→ **What is expected**
Count the lines in the records that contain the word "balcony", matching case exactly, and give only that number.

─── Records shown

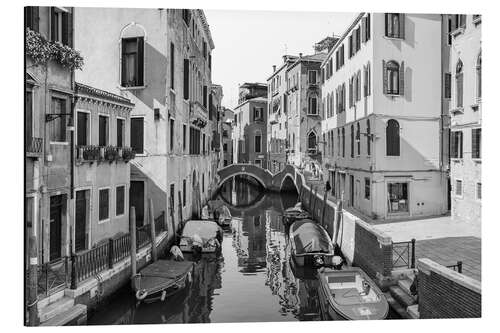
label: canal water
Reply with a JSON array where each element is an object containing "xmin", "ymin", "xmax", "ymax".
[{"xmin": 88, "ymin": 177, "xmax": 396, "ymax": 325}]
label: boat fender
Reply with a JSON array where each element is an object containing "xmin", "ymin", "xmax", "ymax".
[{"xmin": 135, "ymin": 289, "xmax": 148, "ymax": 301}]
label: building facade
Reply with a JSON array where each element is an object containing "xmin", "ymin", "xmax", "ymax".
[
  {"xmin": 448, "ymin": 15, "xmax": 482, "ymax": 225},
  {"xmin": 232, "ymin": 83, "xmax": 267, "ymax": 167},
  {"xmin": 73, "ymin": 83, "xmax": 134, "ymax": 249},
  {"xmin": 75, "ymin": 8, "xmax": 214, "ymax": 231},
  {"xmin": 321, "ymin": 13, "xmax": 448, "ymax": 220}
]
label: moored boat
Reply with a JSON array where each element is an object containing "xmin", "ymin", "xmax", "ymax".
[
  {"xmin": 132, "ymin": 260, "xmax": 193, "ymax": 302},
  {"xmin": 289, "ymin": 219, "xmax": 334, "ymax": 267},
  {"xmin": 318, "ymin": 267, "xmax": 389, "ymax": 320}
]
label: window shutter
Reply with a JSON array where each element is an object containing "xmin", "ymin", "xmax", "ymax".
[
  {"xmin": 399, "ymin": 61, "xmax": 405, "ymax": 96},
  {"xmin": 399, "ymin": 14, "xmax": 405, "ymax": 39},
  {"xmin": 382, "ymin": 59, "xmax": 387, "ymax": 94},
  {"xmin": 137, "ymin": 37, "xmax": 144, "ymax": 86}
]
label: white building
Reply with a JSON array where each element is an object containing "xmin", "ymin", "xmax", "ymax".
[
  {"xmin": 449, "ymin": 15, "xmax": 482, "ymax": 225},
  {"xmin": 321, "ymin": 13, "xmax": 448, "ymax": 219}
]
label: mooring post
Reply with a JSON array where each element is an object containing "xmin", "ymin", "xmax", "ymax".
[
  {"xmin": 149, "ymin": 198, "xmax": 158, "ymax": 262},
  {"xmin": 129, "ymin": 206, "xmax": 137, "ymax": 278},
  {"xmin": 27, "ymin": 227, "xmax": 40, "ymax": 326}
]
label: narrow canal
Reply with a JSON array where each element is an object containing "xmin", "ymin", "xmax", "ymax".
[{"xmin": 88, "ymin": 177, "xmax": 396, "ymax": 325}]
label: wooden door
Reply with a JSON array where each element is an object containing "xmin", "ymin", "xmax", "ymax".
[{"xmin": 75, "ymin": 190, "xmax": 89, "ymax": 252}]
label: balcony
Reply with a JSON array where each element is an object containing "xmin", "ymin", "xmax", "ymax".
[{"xmin": 25, "ymin": 137, "xmax": 43, "ymax": 158}]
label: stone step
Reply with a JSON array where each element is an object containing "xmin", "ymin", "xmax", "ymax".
[
  {"xmin": 406, "ymin": 304, "xmax": 420, "ymax": 319},
  {"xmin": 40, "ymin": 304, "xmax": 87, "ymax": 326},
  {"xmin": 398, "ymin": 279, "xmax": 413, "ymax": 297},
  {"xmin": 389, "ymin": 286, "xmax": 415, "ymax": 309},
  {"xmin": 38, "ymin": 296, "xmax": 75, "ymax": 323},
  {"xmin": 384, "ymin": 291, "xmax": 410, "ymax": 319}
]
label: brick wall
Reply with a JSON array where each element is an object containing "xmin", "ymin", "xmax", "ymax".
[{"xmin": 417, "ymin": 259, "xmax": 481, "ymax": 318}]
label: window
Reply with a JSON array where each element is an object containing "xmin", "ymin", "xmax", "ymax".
[
  {"xmin": 387, "ymin": 183, "xmax": 408, "ymax": 213},
  {"xmin": 366, "ymin": 119, "xmax": 371, "ymax": 156},
  {"xmin": 309, "ymin": 70, "xmax": 316, "ymax": 84},
  {"xmin": 308, "ymin": 96, "xmax": 318, "ymax": 115},
  {"xmin": 170, "ymin": 43, "xmax": 175, "ymax": 90},
  {"xmin": 254, "ymin": 132, "xmax": 262, "ymax": 153},
  {"xmin": 170, "ymin": 119, "xmax": 175, "ymax": 152},
  {"xmin": 450, "ymin": 131, "xmax": 463, "ymax": 158},
  {"xmin": 99, "ymin": 188, "xmax": 109, "ymax": 221},
  {"xmin": 116, "ymin": 186, "xmax": 125, "ymax": 216},
  {"xmin": 385, "ymin": 13, "xmax": 405, "ymax": 38},
  {"xmin": 183, "ymin": 59, "xmax": 189, "ymax": 100},
  {"xmin": 455, "ymin": 179, "xmax": 463, "ymax": 197},
  {"xmin": 385, "ymin": 119, "xmax": 400, "ymax": 156},
  {"xmin": 365, "ymin": 178, "xmax": 371, "ymax": 200},
  {"xmin": 99, "ymin": 115, "xmax": 109, "ymax": 147},
  {"xmin": 116, "ymin": 118, "xmax": 125, "ymax": 148},
  {"xmin": 121, "ymin": 37, "xmax": 144, "ymax": 87},
  {"xmin": 24, "ymin": 6, "xmax": 40, "ymax": 31},
  {"xmin": 50, "ymin": 7, "xmax": 73, "ymax": 46},
  {"xmin": 182, "ymin": 179, "xmax": 186, "ymax": 207},
  {"xmin": 130, "ymin": 118, "xmax": 144, "ymax": 154},
  {"xmin": 476, "ymin": 54, "xmax": 481, "ymax": 100},
  {"xmin": 444, "ymin": 73, "xmax": 451, "ymax": 98},
  {"xmin": 472, "ymin": 128, "xmax": 481, "ymax": 158},
  {"xmin": 455, "ymin": 60, "xmax": 464, "ymax": 108},
  {"xmin": 356, "ymin": 123, "xmax": 361, "ymax": 156},
  {"xmin": 382, "ymin": 60, "xmax": 404, "ymax": 95},
  {"xmin": 49, "ymin": 97, "xmax": 69, "ymax": 142},
  {"xmin": 76, "ymin": 112, "xmax": 90, "ymax": 146}
]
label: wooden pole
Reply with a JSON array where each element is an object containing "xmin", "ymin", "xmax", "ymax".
[
  {"xmin": 129, "ymin": 206, "xmax": 137, "ymax": 278},
  {"xmin": 333, "ymin": 191, "xmax": 344, "ymax": 246},
  {"xmin": 27, "ymin": 230, "xmax": 40, "ymax": 326},
  {"xmin": 149, "ymin": 198, "xmax": 158, "ymax": 262}
]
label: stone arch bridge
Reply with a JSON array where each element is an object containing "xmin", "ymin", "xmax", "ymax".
[{"xmin": 217, "ymin": 163, "xmax": 305, "ymax": 193}]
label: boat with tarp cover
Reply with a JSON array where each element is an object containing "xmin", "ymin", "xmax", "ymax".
[
  {"xmin": 289, "ymin": 219, "xmax": 334, "ymax": 267},
  {"xmin": 318, "ymin": 267, "xmax": 389, "ymax": 320}
]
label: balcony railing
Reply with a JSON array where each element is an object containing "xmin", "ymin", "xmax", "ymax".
[{"xmin": 26, "ymin": 137, "xmax": 43, "ymax": 156}]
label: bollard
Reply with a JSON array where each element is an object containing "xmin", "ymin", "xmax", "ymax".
[
  {"xmin": 149, "ymin": 198, "xmax": 158, "ymax": 262},
  {"xmin": 129, "ymin": 206, "xmax": 137, "ymax": 278},
  {"xmin": 27, "ymin": 231, "xmax": 40, "ymax": 326}
]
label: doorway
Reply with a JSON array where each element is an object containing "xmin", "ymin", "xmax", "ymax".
[
  {"xmin": 75, "ymin": 190, "xmax": 90, "ymax": 252},
  {"xmin": 129, "ymin": 180, "xmax": 144, "ymax": 227},
  {"xmin": 49, "ymin": 195, "xmax": 64, "ymax": 261}
]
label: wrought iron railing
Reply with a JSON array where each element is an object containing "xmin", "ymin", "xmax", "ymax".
[
  {"xmin": 392, "ymin": 239, "xmax": 415, "ymax": 268},
  {"xmin": 26, "ymin": 137, "xmax": 43, "ymax": 155}
]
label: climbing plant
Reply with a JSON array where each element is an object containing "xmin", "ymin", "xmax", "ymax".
[{"xmin": 26, "ymin": 29, "xmax": 83, "ymax": 69}]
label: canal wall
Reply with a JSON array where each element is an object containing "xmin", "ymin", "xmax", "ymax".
[
  {"xmin": 417, "ymin": 259, "xmax": 481, "ymax": 318},
  {"xmin": 65, "ymin": 232, "xmax": 173, "ymax": 312},
  {"xmin": 300, "ymin": 180, "xmax": 393, "ymax": 288}
]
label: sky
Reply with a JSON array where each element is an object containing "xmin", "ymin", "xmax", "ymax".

──────

→ **Response to the task**
2